▶ Source records:
--

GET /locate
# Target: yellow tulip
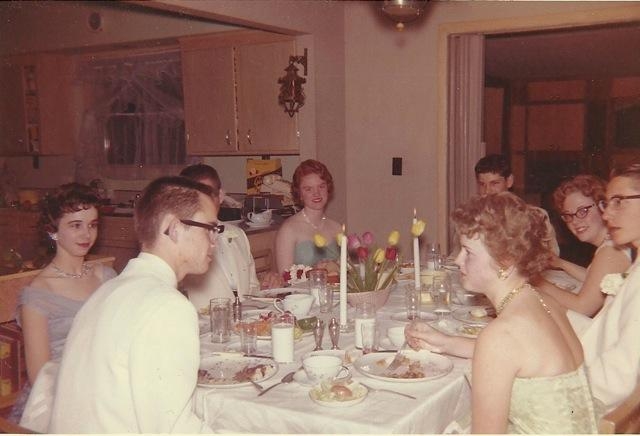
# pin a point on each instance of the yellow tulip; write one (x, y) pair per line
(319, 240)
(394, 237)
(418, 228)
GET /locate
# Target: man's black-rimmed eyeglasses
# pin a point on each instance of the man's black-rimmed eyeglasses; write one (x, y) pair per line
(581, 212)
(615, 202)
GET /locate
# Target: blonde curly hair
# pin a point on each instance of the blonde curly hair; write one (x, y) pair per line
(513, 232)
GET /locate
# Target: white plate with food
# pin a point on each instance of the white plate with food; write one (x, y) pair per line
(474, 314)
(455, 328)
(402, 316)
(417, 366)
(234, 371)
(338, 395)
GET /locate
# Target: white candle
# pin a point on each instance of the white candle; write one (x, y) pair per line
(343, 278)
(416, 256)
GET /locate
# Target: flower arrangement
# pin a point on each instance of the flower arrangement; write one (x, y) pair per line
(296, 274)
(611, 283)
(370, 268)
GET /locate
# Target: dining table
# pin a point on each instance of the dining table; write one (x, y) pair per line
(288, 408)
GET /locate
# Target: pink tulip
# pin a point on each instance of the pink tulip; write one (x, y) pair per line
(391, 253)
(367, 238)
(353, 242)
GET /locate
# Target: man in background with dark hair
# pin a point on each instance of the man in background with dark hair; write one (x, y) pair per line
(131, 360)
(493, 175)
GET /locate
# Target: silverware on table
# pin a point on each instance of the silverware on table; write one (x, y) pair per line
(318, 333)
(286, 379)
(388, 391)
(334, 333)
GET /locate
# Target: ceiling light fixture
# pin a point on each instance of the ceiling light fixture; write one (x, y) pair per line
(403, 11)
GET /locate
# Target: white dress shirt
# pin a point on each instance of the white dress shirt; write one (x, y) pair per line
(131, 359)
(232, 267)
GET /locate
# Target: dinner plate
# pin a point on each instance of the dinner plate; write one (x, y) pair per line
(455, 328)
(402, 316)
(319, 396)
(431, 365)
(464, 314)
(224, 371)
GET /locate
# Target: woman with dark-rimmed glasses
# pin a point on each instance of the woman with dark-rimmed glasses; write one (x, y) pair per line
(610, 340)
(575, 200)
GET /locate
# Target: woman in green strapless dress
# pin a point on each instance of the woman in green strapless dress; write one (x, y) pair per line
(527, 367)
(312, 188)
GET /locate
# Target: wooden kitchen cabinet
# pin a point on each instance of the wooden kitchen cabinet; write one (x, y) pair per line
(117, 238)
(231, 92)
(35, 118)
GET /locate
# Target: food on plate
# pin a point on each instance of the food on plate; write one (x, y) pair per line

--

▶ The request: Write the material out again exactly as it appears, dropping the pictures.

▶ Result:
GET /locate
# Target: yellow tulip
# pin a point on each instance of the yellow tulip; write one (x, y) pair per line
(319, 240)
(394, 237)
(418, 228)
GET /locate
# Target: man's black-rimmed eyeglasses
# pin a point on each instance of the man's black-rimmed eyeglasses; write one (x, y) pair per line
(581, 212)
(615, 202)
GET /locate
# Target: blonde curly hair
# pin a point on each instance of the blonde curly hair; write one (x, y) pair per line
(513, 232)
GET /locate
# Target: white plate with food
# pin a point on each instance of the white plate with food; write one (x, y) pair per line
(474, 314)
(455, 328)
(402, 316)
(417, 366)
(234, 371)
(338, 395)
GET /locate
# Target: white candle
# pin a point on each instance of the white candle; write one (x, y) pair per line
(343, 278)
(416, 256)
GET /locate
# Target: flower arrangement
# pin a point on each instance of the flower arrangement; write one (x, y) pair per line
(296, 274)
(611, 283)
(370, 268)
GET /locate
# Target: dining table
# pin a point on each instance of the dining table; write one (x, y) pair per line
(288, 408)
GET /locate
# Target: pink tulip
# pin a point on each instance of the pink tulip; write one (x, y) pair per line
(391, 253)
(367, 238)
(353, 242)
GET /locate
# Target: man in background with dark hair
# pin a point on each instance of the man in background with dark hair; write one (x, y) pair per line
(131, 360)
(493, 175)
GET /locate
# Target: silverware on table
# pin a point on each instance of the silverware on table; write one (x, y) pair per line
(318, 333)
(286, 379)
(388, 391)
(334, 333)
GET /locate
# Target: ceiling light fixture
# pin a point on each instance of the ceiling light fixture; write one (x, y) pair per line
(403, 11)
GET /locate
# Target: white dress shirt
# pin a point on each instance of the white dress shirt; write one (x, y) pair per line
(131, 359)
(232, 267)
GET /locate
# Target: dinner plate
# pin a point on each instance of the dinner plate; write one (x, y) pair per line
(455, 328)
(402, 316)
(319, 396)
(431, 365)
(464, 314)
(224, 371)
GET /locate
# Target: woman with dark-rimmed glasses
# pin a point on each instance of the woman with dark-rimmed glasses; write one (x, y) pair per line
(610, 340)
(575, 200)
GET /locate
# Target: woman in green strapless dress
# pin a point on each instance of the woman in green strapless dress; write one (x, y) pair per line
(527, 367)
(312, 188)
GET /locate
# Target: wooden kitchen cabinet
# pin a point on each instance of the wooden kitchen cabinet; write one (x, y) pair per line
(117, 238)
(231, 92)
(35, 118)
GET /locate
# Target: food on plate
# pin a point on each instance of the food on plate; write one (x, y) pair per line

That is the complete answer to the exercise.